TO DO: Can you return the data below verbatim, with every line unchanged?
* begin GIVEN RECORDS *
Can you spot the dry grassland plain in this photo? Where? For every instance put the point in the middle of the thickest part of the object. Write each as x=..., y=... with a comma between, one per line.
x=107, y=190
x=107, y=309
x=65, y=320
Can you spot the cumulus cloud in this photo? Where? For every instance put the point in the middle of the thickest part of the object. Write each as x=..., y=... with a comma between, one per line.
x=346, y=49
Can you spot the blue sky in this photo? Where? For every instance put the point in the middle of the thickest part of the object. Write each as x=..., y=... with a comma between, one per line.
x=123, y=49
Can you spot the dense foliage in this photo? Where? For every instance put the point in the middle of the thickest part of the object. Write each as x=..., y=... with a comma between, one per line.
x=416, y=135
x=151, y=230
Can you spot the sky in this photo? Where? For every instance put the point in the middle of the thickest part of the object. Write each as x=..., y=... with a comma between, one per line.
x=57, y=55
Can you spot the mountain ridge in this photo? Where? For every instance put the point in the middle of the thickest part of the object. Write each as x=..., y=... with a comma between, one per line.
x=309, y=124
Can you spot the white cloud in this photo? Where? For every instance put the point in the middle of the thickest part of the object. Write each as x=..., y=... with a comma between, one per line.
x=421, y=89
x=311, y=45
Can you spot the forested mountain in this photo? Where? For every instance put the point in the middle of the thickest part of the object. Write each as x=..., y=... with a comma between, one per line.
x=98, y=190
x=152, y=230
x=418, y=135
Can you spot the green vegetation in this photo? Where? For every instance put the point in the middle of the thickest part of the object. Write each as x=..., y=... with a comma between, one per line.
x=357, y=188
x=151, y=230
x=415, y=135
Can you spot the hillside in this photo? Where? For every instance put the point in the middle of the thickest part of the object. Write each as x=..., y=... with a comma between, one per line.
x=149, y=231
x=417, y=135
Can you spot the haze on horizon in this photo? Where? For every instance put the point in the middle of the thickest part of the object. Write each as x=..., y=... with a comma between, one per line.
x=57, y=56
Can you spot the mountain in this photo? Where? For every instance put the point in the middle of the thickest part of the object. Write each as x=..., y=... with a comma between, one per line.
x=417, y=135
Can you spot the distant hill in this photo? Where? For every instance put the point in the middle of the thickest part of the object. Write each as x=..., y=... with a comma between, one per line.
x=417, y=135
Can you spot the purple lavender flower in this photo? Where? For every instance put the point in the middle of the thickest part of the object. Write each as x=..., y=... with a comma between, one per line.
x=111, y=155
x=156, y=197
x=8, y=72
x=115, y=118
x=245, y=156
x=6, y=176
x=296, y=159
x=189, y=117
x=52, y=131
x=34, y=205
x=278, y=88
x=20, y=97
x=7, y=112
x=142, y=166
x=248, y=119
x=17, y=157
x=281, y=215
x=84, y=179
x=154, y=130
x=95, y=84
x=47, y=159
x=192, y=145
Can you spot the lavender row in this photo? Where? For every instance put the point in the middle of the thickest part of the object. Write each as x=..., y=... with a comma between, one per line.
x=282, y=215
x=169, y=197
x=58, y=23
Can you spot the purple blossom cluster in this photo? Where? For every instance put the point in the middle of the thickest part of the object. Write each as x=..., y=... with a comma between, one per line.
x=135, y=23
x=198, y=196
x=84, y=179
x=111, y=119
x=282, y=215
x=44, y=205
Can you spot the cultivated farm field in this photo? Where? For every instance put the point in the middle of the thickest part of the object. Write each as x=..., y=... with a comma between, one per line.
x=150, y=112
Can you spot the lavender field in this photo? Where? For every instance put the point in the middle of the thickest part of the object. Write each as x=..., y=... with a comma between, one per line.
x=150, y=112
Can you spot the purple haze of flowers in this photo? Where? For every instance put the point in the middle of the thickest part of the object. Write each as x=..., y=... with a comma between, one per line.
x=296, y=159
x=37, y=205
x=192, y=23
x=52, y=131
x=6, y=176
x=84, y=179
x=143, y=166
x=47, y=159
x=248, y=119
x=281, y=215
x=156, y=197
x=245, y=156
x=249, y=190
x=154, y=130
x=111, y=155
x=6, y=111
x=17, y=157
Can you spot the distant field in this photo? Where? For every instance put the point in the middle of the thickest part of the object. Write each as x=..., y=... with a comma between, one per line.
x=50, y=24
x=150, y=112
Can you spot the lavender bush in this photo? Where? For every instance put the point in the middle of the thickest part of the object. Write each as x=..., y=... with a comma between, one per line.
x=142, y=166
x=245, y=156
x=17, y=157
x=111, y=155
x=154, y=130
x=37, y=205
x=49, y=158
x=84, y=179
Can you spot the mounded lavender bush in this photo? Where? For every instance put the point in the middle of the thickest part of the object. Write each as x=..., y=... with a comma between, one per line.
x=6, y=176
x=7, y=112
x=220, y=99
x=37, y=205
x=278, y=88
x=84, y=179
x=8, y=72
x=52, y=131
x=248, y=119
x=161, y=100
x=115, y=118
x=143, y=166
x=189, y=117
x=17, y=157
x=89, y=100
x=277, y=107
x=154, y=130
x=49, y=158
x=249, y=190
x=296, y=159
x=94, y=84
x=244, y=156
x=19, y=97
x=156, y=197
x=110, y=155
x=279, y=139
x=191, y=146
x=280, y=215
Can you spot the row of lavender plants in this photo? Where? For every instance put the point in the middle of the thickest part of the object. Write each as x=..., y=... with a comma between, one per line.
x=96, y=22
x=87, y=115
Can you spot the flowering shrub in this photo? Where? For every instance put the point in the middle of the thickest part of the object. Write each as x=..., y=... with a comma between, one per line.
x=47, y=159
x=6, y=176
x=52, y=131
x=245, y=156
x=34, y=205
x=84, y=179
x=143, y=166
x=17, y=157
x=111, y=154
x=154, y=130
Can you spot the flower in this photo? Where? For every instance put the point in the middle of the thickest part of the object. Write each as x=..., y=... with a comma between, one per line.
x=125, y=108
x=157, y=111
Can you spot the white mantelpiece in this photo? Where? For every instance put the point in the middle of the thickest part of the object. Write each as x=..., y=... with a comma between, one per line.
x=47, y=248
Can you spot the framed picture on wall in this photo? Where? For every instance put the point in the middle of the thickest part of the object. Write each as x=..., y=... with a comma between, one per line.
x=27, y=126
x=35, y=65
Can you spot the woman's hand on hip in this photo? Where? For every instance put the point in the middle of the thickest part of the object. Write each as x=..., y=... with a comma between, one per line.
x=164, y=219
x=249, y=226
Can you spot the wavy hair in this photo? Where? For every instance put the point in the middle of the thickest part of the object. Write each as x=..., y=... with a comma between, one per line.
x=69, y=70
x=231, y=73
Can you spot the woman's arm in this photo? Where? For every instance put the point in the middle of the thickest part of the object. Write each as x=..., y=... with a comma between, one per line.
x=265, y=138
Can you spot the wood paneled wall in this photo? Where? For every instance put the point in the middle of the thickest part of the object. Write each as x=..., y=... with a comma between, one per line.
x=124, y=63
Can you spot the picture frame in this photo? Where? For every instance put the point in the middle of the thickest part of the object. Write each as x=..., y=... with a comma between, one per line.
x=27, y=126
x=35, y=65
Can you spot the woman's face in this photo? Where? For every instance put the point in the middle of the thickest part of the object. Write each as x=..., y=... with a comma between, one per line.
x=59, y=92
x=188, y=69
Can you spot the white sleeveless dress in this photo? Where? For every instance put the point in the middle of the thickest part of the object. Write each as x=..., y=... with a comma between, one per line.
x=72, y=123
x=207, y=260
* end GIVEN RECORDS *
RESULT OF THIS TASK:
Can you spot the dry grassland plain in this photo? Where? For every instance put the point in the middle of the thickest part of the object. Write each as x=..., y=... with a comma between, one per line.
x=107, y=190
x=107, y=309
x=65, y=320
Can you spot the cumulus cloud in this photo? Where? For every instance put the point in the middle of the thickest part of the object. Write each as x=..., y=... with a comma between, one per line.
x=346, y=49
Can you spot the blue sky in this photo? Where? For every instance put the point in the middle of the thickest part of the object. Write each as x=..., y=... with a comma between, one per line.
x=123, y=49
Can you spot the dense foliage in this photo? Where? For every instance put the point in the middle of the thickest part of the object. Write each as x=..., y=... with a comma between, one per line.
x=416, y=135
x=151, y=230
Can you spot the sky in this photo? Where? For every instance put the point in the middle of the thickest part of the object. Write each as x=..., y=... with a comma between, one per line.
x=57, y=55
Can you spot the mountain ridge in this photo? Where? For every instance put the point in the middle of the thickest part of the object. Write each as x=..., y=... with a comma between, one per line.
x=309, y=124
Can you spot the white cloud in this photo? Where? For every instance put the point in the middle of the thickest part of the object. Write each as x=..., y=... with a comma between, one per line.
x=421, y=89
x=311, y=45
Can you spot the forested mountain in this photo? Where? For every instance put the point in the middle of the thickest part of the object. Write each as x=..., y=... with a comma between, one per line.
x=98, y=190
x=152, y=230
x=418, y=135
Can you spot the green vegetation in this photo? Where? For every instance put the point in the middle of the thickest part of the object. Write each as x=..., y=... with a comma between, one per line.
x=357, y=188
x=151, y=230
x=415, y=135
Can you spot the hillside in this photo? Where? For every instance put the point in the middle of the thickest part of the object. Write each as x=..., y=... with a comma between, one per line.
x=149, y=231
x=417, y=135
Can you spot the haze on horizon in this photo? Where? For every instance put the point in the middle of the thickest part of the object. Write each as x=..., y=... with a comma between, one per line.
x=57, y=56
Can you spot the mountain in this photo? Where? For every instance put the point in the middle of the thickest part of the object. Write each as x=..., y=... with a comma between, one per line.
x=417, y=135
Can you spot the distant hill in this photo? Where? For every instance put the point in the middle of the thickest part of the object. Write each as x=..., y=... with a comma between, one per line.
x=417, y=135
Can you spot the purple lavender flower in this photo? Where? For every instance put the point in the middle of the thickest part of the object. Write each as x=..., y=... with a comma between, one per line.
x=111, y=155
x=156, y=197
x=8, y=72
x=115, y=118
x=245, y=156
x=6, y=176
x=296, y=159
x=189, y=117
x=52, y=131
x=34, y=205
x=278, y=88
x=20, y=97
x=7, y=112
x=142, y=166
x=248, y=119
x=17, y=157
x=281, y=215
x=84, y=179
x=154, y=130
x=95, y=84
x=47, y=159
x=192, y=145
Can you spot the lavender row in this photo? Where? For every instance put the point in the middle of the thickest part of the object. Write each as x=..., y=... with a comma between, one per line.
x=282, y=215
x=169, y=197
x=58, y=23
Can you spot the purple blossom cluster in this photo? Where? For every instance put the point in the middle of the thickest part of the object. Write each as x=..., y=... with a comma between, one per line.
x=135, y=23
x=198, y=196
x=84, y=179
x=111, y=119
x=282, y=215
x=44, y=205
Can you spot the cultivated farm field in this photo? Where? For every instance put the point in the middle of the thickest part of the object. Write each as x=..., y=... with a comma between, one per line.
x=150, y=112
Can you spot the lavender field in this photo? Where? For every instance put the point in the middle of the thickest part of the object. Write each as x=..., y=... with a comma between, one per line.
x=150, y=112
Can you spot the purple haze of flowers in this photo? Where? For every instance put the point in the middle of the thickest part of the object. Write each as x=..., y=... with a comma between, one per line.
x=296, y=159
x=37, y=205
x=192, y=23
x=52, y=131
x=6, y=176
x=84, y=179
x=143, y=166
x=47, y=159
x=248, y=119
x=281, y=215
x=156, y=197
x=245, y=156
x=249, y=190
x=154, y=130
x=111, y=155
x=6, y=111
x=17, y=157
Can you spot the distant field in this photo? Where? For every instance put the point in the middle of the thickest part of the object. Write each as x=..., y=... with a comma between, one per line.
x=50, y=24
x=150, y=112
Can you spot the lavender bush in this photo? Where? For every instance put the point in the middle of the thickest part of the object. Write each as x=..., y=... with a comma between, one per line.
x=142, y=166
x=245, y=156
x=17, y=157
x=111, y=155
x=154, y=130
x=37, y=205
x=49, y=158
x=84, y=179
Can you spot the mounded lavender bush in this photo? Where? For every instance put the point in the middle of the thickest part of the object. Write each as x=..., y=... with a comma between, one per line.
x=6, y=176
x=7, y=112
x=220, y=99
x=37, y=205
x=278, y=88
x=84, y=179
x=8, y=72
x=52, y=131
x=248, y=119
x=161, y=100
x=115, y=118
x=143, y=166
x=189, y=117
x=17, y=157
x=89, y=100
x=277, y=107
x=154, y=130
x=49, y=158
x=249, y=190
x=296, y=159
x=94, y=84
x=244, y=156
x=19, y=97
x=156, y=197
x=110, y=155
x=279, y=139
x=191, y=146
x=280, y=215
Can you spot the row of lavender plants in this photo? Where? For every instance put the point in the middle of the thickest part of the object. Write each as x=..., y=... with a comma between, one per line.
x=96, y=22
x=87, y=115
Can you spot the flowering shrub in this photo? Where? For every instance put the point in the middle of the thickest part of the object. Write each as x=..., y=... with a comma between, one per line.
x=47, y=159
x=6, y=176
x=52, y=131
x=245, y=156
x=34, y=205
x=84, y=179
x=143, y=166
x=17, y=157
x=111, y=154
x=154, y=130
Can you spot the flower in this photo? Where? For every instance put the point in the middle of the thickest part of the object. Write each as x=..., y=... with a comma between, one per line.
x=125, y=108
x=157, y=111
Can you spot the white mantelpiece in this photo? Where? For every instance put the point in the middle of the thickest part of the object. Write each as x=..., y=... with a comma between, one per line.
x=47, y=248
Can you spot the framed picture on wall in this photo? Where? For every instance put the point in the middle of the thickest part of the object. Write each as x=..., y=... with a comma between, one per line.
x=27, y=126
x=35, y=65
Can you spot the woman's hand on hip in this photo? Where? For every instance put the point in the middle of the thickest part of the object. Write each as x=..., y=... with a comma between, one per line.
x=164, y=219
x=249, y=226
Can you spot the wavy hair in this photo? Where? For every instance put the point in the middle of the thickest part of the object. Write each as x=..., y=... with a comma between, one per line.
x=69, y=70
x=231, y=73
Can you spot the woman's arm in this photo? Where? For every instance put the point in the middle of the thickest part of the object. Write each as x=..., y=... with a comma between, one per line.
x=265, y=138
Can you spot the wood paneled wall in this photo? Where? For every instance put the point in the middle of the thickest part of the object. Write each as x=..., y=... with a comma between, one per line.
x=124, y=63
Can you spot the picture frame in this photo? Where? For every instance put the point in the middle of the thickest part of the object. Write each as x=..., y=... with a comma between, one per line.
x=27, y=126
x=35, y=65
Can you spot the woman's face in this photo? Where? For every instance put the point in the middle of the thickest part of the object. Write each as x=..., y=... with a comma between, one per line.
x=59, y=92
x=188, y=69
Can you spot the white sleeveless dress in this photo? Where? For every instance put the point in the middle of the thickest part of the object. Write each as x=..., y=... with a comma between, one per line.
x=72, y=123
x=207, y=260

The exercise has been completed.